Please revise the records from the line with "Return the outline of every instance of the **wire" through the end, putting "Supply" wherever "Provide" appears and leaving everything else unchanged. Return only those lines.

Entries drawn from a collection:
◇ ◇ ◇
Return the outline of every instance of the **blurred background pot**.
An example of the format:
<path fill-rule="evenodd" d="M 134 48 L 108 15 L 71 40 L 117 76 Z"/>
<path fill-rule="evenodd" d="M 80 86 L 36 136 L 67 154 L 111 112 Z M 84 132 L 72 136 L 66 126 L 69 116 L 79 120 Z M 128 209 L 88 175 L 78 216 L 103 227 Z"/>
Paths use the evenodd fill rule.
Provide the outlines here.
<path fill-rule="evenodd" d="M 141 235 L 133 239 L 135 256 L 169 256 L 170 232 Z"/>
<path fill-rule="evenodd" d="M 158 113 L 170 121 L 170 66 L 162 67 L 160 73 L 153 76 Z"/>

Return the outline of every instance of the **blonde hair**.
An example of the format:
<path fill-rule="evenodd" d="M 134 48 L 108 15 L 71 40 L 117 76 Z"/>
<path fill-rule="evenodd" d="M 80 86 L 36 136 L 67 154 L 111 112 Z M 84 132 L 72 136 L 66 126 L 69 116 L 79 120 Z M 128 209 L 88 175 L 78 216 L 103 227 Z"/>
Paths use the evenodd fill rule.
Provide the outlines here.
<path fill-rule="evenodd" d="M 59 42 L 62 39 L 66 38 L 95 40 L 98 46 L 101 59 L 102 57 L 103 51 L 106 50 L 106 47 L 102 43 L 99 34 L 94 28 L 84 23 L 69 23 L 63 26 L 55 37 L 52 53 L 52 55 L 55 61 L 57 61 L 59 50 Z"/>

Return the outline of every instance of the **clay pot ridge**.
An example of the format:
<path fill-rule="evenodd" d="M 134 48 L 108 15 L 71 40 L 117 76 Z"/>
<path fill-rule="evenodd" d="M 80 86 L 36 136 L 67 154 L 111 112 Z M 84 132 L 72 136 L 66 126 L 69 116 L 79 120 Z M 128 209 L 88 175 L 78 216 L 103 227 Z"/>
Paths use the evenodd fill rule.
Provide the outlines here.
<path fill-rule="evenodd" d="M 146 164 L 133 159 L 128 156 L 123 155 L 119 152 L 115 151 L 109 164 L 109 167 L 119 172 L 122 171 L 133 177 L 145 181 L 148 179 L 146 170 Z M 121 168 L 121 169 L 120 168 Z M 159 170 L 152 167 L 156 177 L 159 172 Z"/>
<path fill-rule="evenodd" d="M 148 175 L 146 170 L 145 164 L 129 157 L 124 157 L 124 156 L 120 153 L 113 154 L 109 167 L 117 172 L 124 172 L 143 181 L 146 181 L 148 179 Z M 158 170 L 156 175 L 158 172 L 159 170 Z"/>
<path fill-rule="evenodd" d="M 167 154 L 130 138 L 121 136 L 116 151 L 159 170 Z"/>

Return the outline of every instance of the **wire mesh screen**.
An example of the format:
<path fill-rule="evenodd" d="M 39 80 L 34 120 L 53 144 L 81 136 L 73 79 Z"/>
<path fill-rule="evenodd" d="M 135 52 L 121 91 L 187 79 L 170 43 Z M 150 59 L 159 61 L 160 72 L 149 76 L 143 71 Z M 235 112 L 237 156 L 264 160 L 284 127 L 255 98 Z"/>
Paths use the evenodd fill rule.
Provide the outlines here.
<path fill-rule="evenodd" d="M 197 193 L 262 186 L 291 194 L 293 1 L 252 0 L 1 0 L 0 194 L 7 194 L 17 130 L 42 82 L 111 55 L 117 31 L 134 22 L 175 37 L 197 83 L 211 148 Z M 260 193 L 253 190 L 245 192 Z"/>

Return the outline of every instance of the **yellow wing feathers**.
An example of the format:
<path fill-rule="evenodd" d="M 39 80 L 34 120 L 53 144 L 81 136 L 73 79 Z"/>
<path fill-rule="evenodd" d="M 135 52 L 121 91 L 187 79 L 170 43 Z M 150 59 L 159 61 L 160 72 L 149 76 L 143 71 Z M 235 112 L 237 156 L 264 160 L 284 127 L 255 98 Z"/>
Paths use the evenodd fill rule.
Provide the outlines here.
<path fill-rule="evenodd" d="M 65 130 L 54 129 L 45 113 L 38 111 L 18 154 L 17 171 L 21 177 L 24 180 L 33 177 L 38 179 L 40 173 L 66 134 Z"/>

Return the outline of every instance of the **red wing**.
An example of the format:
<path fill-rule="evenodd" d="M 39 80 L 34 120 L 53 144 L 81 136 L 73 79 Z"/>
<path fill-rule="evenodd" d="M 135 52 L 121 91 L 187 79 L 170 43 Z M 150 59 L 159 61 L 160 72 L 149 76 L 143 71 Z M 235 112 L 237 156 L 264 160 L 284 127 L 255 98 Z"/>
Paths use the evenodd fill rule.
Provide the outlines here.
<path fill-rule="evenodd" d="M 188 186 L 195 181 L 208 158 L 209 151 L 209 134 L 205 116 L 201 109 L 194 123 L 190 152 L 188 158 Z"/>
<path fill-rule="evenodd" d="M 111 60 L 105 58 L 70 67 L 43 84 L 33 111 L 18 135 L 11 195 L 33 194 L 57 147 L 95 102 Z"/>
◇ ◇ ◇
| Result |
Return the outline of every instance of the **wire mesh screen**.
An example of the format:
<path fill-rule="evenodd" d="M 39 80 L 34 120 L 53 144 L 81 136 L 73 79 Z"/>
<path fill-rule="evenodd" d="M 135 52 L 121 91 L 187 79 L 170 43 Z M 150 59 L 159 61 L 160 72 L 149 76 L 143 71 Z M 235 112 L 237 156 L 264 160 L 284 127 L 255 98 Z"/>
Paths use the evenodd fill rule.
Supply the outlines here.
<path fill-rule="evenodd" d="M 197 193 L 262 186 L 291 194 L 293 1 L 252 0 L 1 0 L 0 194 L 7 194 L 17 130 L 42 82 L 111 55 L 117 31 L 134 22 L 175 37 L 197 83 L 211 148 Z M 260 193 L 253 190 L 245 192 Z"/>

Return the outline of every instance of the **yellow wing feathers**.
An example of the format:
<path fill-rule="evenodd" d="M 39 80 L 34 120 L 53 144 L 81 136 L 73 79 Z"/>
<path fill-rule="evenodd" d="M 135 52 L 121 91 L 187 79 L 170 43 Z M 150 59 L 159 61 L 160 72 L 149 76 L 143 71 Z M 235 112 L 237 156 L 264 160 L 284 127 L 255 98 Z"/>
Paths use the evenodd fill rule.
Supply the outlines here.
<path fill-rule="evenodd" d="M 65 130 L 54 129 L 45 113 L 38 111 L 18 154 L 17 171 L 21 177 L 24 180 L 33 177 L 38 179 L 40 173 L 66 134 Z"/>

Return the outline of every instance of the **red wing**.
An example of the format:
<path fill-rule="evenodd" d="M 39 80 L 34 120 L 53 144 L 81 136 L 73 79 Z"/>
<path fill-rule="evenodd" d="M 135 52 L 121 91 L 187 79 L 170 43 Z M 150 59 L 159 61 L 160 72 L 149 76 L 143 71 Z M 235 112 L 237 156 L 264 160 L 284 127 L 255 98 Z"/>
Paths use the evenodd fill rule.
Supply the outlines here.
<path fill-rule="evenodd" d="M 188 186 L 195 181 L 208 158 L 209 151 L 209 134 L 205 116 L 201 109 L 194 123 L 190 152 L 188 158 Z"/>
<path fill-rule="evenodd" d="M 111 60 L 105 58 L 70 67 L 43 84 L 33 111 L 18 135 L 11 195 L 33 194 L 57 147 L 95 102 Z"/>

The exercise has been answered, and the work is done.